◆ DOKUMENT
==*==

Die sahrauische Künstlerin und Menschenrechtsverteidigerin Asria Mohamed Taleb setzt sich unter anderem mit Kunst für das Recht auf Selbstbestimmung ihres Volkes ein. Mit der mobilen Zeltinstallation «Jaimitna» zeigt sie anhand von 19 Frauenbiografien deren Kampf in der von Marokko besetzten Westsahara. Das Zelt gastiert im Herbst 2025 am Basler Culturescapes Festival.
Wie ist es, in einem sahrauischen Flüchtlingslager in Algerien aufzuwachsen?
Asria Mohamed Taleb: Ich sage immer: Diejenigen von uns, die in den Lagern geboren wurden, hatten eine sehr glückliche Kindheit. Bis spät in die Nacht spielten wir barfuss in der staubigen Wüste, in der sich die Camps befinden. Die Lebensumstände waren für uns alle sehr ähnlich, etwa wie wir wohnten, dass wir alle auf humanitäre Hilfe angewiesen waren und die gleichen Lebensmittel assen.
Als Kind oder Jugendliche*r verstehst du nicht wirklich, dass das nicht normal ist und dass man unter härteren Bedingungen lebt, als andere – bis man die Welt ausserhalb der Lager entdeckt. Sobald man ins Ausland reist, merkt man, dass man nicht so viel hatte, wie man dachte. Du beginnst, die Ungerechtigkeit zu verstehen.
Andererseits haben die Kinder in den Lagern Zugang zu Bildung – im Gegensatz zu Millionen anderer Kinder, vor allem Mädchen. Als ich nach Norwegen zog und mehr über Konflikte und Armut auf der Welt lernte, begann ich, das sehr zu schätzen. Die Flüchtlingslager sind ein grossartiges Beispiel für die Macht der Bildung. Sehr viele dort haben ein hohes Bildungsniveau. Aber der Mangel an Ausbildungs- und Arbeitsmöglichkeiten ist eine grosse Herausforderung. Ich beobachte, dass eine wachsende Zahl junger Menschen die Schule abbricht. Einer der Hauptgründe ist, dass sie nicht wirklich einen Sinn im Studium sehen. Sie glauben nicht, dass es in ihrer Zukunft für sie eine Arbeit gibt. Schon in der Oberstufe sind sie frustriert über den Mangel an Perspektiven und Aktivitäten. Das scheint mir sehr gefährlich. Wenn junge Menschen zu viel Zeit zur Verfügung haben, geraten sie einfacher in Schwierigkeiten oder konsumieren Drogen.
Wofür steht das Sahraui-Zelt, die Jaima?
Sie ist die Essenz, Sahraui zu sein. Die Jaima ist eines der wichtigsten Symbole der sahrauischen Kultur. Das Zelt bietet Zuflucht vor dem rauen Wüstenklima und ist tief mit unserem Erbe und unserer kulturellen Identität verbunden. Vor allem aber ist die Jaima ein Symbol unserer Grundwerte, auf die wir sehr stolz sind: Grosszügigkeit und Gastfreundschaft.

==*==

◆ ZIEL DER ÜBUNG
Wiederhole wortgetreu den Abschnitt des Interviews mit Asria Mohamed Taleb von „Sie ist die“ bis „Grosszügigkeit und Gastfreundschaft.“. Die Datensätze stammen aus einer anderen Quelle.

(Gespeicherte Dateneinträge)
==*==

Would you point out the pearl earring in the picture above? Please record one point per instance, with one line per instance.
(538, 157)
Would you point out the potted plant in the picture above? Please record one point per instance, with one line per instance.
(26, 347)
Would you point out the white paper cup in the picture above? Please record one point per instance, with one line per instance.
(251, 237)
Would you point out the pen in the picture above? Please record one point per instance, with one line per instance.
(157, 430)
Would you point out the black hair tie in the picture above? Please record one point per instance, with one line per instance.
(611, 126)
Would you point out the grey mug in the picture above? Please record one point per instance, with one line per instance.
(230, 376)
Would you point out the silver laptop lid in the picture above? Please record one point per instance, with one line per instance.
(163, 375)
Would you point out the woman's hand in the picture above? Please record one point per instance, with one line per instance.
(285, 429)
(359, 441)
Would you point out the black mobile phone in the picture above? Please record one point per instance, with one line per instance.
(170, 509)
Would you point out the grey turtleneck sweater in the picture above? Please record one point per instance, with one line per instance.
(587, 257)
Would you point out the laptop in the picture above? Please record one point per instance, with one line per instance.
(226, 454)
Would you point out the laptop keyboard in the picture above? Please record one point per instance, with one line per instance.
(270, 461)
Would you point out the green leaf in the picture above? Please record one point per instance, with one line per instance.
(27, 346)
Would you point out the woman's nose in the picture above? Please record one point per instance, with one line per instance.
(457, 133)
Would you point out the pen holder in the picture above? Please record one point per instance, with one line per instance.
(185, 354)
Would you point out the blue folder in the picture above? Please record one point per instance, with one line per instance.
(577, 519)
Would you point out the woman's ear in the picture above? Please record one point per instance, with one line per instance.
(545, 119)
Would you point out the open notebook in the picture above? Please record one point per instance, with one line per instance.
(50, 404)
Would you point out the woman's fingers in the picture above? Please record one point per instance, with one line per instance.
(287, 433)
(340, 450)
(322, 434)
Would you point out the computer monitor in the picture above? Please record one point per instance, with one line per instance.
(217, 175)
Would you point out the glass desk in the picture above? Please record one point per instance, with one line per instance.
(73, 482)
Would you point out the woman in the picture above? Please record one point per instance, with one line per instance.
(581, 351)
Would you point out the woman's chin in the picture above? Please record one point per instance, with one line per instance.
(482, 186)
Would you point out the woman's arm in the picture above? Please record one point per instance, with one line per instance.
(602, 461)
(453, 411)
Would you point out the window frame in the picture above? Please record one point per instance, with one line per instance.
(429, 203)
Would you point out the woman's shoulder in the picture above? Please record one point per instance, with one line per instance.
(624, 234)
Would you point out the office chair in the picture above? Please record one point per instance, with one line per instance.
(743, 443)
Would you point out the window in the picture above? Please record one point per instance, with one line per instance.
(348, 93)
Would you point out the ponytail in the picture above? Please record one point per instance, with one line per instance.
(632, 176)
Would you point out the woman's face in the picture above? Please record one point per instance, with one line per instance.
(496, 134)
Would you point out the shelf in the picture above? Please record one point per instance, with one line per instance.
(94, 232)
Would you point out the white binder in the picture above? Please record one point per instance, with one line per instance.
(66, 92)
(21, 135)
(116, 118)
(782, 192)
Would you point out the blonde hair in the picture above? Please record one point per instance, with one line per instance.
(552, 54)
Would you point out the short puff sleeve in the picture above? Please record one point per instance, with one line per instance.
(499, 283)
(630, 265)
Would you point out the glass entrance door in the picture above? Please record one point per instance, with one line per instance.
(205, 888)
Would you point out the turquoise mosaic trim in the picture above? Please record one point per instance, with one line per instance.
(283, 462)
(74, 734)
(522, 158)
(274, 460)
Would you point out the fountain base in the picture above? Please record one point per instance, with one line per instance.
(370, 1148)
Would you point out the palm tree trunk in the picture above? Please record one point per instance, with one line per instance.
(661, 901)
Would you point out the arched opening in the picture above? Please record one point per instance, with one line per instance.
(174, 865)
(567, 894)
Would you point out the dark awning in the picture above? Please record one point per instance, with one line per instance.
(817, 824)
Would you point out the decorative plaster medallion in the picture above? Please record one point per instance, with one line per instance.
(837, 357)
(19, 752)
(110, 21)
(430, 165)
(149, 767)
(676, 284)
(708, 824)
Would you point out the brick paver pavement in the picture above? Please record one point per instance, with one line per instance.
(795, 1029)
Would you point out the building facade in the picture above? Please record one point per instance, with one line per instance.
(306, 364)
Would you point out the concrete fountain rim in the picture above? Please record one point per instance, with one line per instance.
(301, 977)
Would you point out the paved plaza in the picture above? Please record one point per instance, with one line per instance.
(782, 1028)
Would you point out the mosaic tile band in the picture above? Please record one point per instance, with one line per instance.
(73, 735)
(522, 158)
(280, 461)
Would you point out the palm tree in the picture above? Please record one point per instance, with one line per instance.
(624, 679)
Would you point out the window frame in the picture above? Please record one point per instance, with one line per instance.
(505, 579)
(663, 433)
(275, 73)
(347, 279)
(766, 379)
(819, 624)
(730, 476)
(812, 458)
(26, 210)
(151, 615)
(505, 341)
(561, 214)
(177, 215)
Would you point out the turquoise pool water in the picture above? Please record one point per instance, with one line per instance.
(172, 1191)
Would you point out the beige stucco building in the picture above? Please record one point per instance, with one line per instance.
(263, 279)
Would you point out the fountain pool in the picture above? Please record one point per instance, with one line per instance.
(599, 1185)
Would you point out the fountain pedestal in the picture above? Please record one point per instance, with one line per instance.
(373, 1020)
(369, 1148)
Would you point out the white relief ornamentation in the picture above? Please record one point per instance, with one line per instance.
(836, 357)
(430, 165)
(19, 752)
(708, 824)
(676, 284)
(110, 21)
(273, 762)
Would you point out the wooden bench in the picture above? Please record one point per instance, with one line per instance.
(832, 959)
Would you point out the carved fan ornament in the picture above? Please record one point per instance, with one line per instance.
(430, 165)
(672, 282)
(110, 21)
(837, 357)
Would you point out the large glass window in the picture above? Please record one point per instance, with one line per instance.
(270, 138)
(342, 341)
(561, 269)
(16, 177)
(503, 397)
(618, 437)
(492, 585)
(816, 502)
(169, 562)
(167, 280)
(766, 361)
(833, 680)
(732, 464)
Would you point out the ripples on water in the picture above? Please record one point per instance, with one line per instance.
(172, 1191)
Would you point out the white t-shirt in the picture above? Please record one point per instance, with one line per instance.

==*==

◆ ERWARTETE ANTWORT
Sie ist die Essenz, Sahraui zu sein. Die Jaima ist eines der wichtigsten Symbole der sahrauischen Kultur. Das Zelt bietet Zuflucht vor dem rauen Wüstenklima und ist tief mit unserem Erbe und unserer kulturellen Identität verbunden. Vor allem aber ist die Jaima ein Symbol unserer Grundwerte, auf die wir sehr stolz sind: Grosszügigkeit und Gastfreundschaft.